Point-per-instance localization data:
+++++
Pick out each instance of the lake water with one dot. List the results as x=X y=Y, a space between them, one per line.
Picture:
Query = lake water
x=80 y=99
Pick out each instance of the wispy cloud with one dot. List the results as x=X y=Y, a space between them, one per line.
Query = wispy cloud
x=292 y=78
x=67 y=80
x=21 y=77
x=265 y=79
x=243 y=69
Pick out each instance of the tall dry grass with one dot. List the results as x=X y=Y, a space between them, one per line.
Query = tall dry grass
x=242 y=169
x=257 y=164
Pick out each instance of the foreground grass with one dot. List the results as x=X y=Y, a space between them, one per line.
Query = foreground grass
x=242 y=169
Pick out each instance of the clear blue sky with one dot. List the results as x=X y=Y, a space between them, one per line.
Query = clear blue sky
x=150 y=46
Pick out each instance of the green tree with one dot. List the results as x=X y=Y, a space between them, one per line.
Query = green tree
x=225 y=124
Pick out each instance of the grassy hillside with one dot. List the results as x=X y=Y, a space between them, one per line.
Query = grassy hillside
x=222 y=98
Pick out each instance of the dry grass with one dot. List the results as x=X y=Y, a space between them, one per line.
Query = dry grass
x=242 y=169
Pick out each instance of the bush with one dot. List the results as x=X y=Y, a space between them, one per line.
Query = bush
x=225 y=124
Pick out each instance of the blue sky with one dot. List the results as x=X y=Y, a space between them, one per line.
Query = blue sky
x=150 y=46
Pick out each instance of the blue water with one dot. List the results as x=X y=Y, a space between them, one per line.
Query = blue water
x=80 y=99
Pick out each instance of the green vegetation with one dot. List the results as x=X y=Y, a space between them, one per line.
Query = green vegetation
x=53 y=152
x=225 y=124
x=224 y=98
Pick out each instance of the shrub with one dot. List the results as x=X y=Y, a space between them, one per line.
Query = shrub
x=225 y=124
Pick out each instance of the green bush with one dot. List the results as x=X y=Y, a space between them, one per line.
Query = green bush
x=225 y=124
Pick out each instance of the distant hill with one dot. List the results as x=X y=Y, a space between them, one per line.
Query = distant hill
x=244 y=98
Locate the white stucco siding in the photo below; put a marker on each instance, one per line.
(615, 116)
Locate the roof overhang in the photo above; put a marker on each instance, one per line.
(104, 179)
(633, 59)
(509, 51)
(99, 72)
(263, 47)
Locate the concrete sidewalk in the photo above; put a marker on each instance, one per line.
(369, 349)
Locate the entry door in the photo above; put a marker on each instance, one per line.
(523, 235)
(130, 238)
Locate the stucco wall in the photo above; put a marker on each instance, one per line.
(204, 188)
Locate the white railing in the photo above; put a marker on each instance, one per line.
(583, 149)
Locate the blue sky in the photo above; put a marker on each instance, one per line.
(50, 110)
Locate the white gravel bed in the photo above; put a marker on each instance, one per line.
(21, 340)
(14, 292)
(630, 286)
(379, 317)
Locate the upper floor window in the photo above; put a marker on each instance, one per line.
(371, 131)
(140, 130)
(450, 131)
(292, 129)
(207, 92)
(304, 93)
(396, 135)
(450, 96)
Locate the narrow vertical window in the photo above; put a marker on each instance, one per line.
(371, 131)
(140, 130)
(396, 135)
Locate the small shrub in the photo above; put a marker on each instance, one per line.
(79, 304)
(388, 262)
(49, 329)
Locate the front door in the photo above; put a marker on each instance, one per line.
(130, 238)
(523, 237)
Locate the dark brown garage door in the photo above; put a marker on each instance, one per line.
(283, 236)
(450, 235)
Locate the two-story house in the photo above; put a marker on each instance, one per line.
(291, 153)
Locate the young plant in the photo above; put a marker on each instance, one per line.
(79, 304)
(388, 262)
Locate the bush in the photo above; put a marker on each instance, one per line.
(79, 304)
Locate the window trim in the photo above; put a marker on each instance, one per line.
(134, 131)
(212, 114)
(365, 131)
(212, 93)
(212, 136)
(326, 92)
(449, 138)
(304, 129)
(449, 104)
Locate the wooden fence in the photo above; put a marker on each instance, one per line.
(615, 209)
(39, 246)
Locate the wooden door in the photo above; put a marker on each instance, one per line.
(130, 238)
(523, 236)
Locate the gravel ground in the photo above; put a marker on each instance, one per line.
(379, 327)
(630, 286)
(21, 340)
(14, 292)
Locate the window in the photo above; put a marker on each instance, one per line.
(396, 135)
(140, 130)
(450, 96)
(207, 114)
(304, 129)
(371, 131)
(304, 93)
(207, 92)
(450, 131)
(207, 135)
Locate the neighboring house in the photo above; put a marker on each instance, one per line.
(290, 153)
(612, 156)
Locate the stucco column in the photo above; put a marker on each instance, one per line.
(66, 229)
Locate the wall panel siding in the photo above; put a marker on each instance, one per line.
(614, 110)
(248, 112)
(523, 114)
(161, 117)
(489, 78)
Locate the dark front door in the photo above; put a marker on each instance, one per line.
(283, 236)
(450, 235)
+++++
Activity: Of the lines above, retype only those from the line containing "Query = green tree" through the line containing "Pick out each instance of the dry", including both, exactly.

Response area:
Query = green tree
x=225 y=124
Pick out each instance of the grassy hillside with one dot. List the results as x=X y=Y, a space between them, one per line.
Query = grassy hillside
x=222 y=98
Pick out each instance of the dry grass with one dot. List the results as x=X y=Y, a space between them, one per line.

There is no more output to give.